● TEXT SHOWN
▼
Week-12 - Network Forensics `Lab 1`: Attack Investigattion

Aim

Investigate network traffic to identify and analyse a SYN flood attack. You will learn to recognise attack signatures, understand TCP handshake exploitation, and extract forensic evidence from packet captures.

Learning Objectives

Understand the TCP three-way handshake and how it can be exploited
Identify SYN flood attack patterns in network traffic
Use Wireshark filters to isolate attack traffic
Analyse attack intensity using I/O graphs
Document findings for forensic reporting

Resources Needed

Wireshark
Lab file SYN_Flooding.pcapng: You can find the file in you Cyberlab or you can download from here.

Background

TCP Three-Way Handshake

Before data can be exchanged over TCP, a connection must be established using a three-way handshake:

Step	Packet	Description
1	SYN	Client sends SYN with initial sequence number
2	SYN/ACK	Server acknowledges and sends its own SYN
3	ACK	Client acknowledges server's SYN

Processing

Once complete, the connection is ESTABLISHED and data can flow.

SYN Flood Attack

A SYN flood is a Denial of Service (DoS) attack that exploits the handshake:

Attacker sends many SYN packets (often with spoofed source ports)
Server responds with SYN/ACK and allocates resources, waiting for ACK
Attacker never sends ACK (or sends RST to reset)
Server's connection table fills up with half-open connections
Legitimate users cannot connect — service denied

Attack Indicators

High volume of SYN packets from one source
Many SYN/ACK responses from victim
RST packets sent by attacker (refusing to complete handshake)
No ACK packets completing connections
Rapidly incrementing source ports

Part A: Initial Analysis

Task 1: Open the Capture

Open SYN_Flooding.pcapng in Wireshark
Observe the packet list — note the colours and the Info column

Q1.1: How many packets are in this capture? (Check the status bar)

Your Answer: _______________________________________________

Click to reveal answer

Answer: 440,399 packets

Q1.2: What protocol dominates this capture?

Your Answer: _______________________________________________

Click to reveal answer

Answer: TCP

Task 2: Identify the Parties

Look at the Source and Destination columns in the first 20 packets

Q2.1: What is the IP address of the **attacker**?
▲
Data listing:
▼
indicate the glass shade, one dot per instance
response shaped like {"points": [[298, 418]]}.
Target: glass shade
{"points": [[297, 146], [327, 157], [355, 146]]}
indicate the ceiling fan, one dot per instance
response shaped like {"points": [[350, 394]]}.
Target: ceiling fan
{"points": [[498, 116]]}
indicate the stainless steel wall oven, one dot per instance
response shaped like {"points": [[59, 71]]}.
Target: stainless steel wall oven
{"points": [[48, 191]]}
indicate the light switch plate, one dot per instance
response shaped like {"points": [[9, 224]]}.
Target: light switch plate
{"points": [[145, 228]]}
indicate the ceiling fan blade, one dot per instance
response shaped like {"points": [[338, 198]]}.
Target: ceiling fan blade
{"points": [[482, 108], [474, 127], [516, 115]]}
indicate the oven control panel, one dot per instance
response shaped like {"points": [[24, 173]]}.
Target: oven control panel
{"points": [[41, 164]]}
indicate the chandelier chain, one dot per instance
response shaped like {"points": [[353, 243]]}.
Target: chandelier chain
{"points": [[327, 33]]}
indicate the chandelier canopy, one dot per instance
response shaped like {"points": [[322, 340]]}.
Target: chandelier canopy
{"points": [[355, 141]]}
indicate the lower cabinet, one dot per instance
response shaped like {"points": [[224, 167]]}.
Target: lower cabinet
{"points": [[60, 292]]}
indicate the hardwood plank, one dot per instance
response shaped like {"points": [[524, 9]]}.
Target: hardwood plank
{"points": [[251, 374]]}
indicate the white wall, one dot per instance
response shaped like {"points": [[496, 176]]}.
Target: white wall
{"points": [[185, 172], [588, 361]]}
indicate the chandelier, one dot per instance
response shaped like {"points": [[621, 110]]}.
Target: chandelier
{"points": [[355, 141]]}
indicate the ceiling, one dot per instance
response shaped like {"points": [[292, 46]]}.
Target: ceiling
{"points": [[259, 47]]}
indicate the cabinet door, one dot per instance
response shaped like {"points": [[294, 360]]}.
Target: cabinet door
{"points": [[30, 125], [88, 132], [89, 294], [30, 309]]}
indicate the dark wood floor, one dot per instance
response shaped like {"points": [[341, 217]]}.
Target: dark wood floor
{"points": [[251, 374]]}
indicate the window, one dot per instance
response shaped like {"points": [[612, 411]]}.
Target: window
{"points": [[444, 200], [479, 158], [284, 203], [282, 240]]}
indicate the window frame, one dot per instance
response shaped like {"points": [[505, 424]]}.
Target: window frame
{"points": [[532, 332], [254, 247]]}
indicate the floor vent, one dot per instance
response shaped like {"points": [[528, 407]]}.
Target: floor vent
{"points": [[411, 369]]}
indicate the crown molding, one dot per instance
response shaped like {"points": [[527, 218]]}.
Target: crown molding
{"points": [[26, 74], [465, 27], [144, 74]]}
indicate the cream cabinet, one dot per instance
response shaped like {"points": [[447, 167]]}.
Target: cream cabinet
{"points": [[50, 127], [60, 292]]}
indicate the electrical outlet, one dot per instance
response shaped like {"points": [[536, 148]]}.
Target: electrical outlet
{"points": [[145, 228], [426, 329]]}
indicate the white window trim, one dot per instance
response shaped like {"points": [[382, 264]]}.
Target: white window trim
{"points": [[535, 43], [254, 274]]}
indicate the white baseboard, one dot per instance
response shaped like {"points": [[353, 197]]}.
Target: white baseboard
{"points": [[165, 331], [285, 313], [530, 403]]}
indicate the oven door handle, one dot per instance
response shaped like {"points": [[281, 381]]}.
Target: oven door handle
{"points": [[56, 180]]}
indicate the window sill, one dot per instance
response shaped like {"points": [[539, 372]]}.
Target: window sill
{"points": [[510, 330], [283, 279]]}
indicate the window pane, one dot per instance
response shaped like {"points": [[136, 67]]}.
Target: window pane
▲
● REQUIRED TASK
Please translate this sentence from the SYN flood lab into French: "Investigate network traffic to identify and analyse a SYN flood attack." Rely on the SYN flood lab alone.

● FINISHED EXERCISE
Examinez le trafic réseau pour identifier et analyser une attaque par inondation SYN.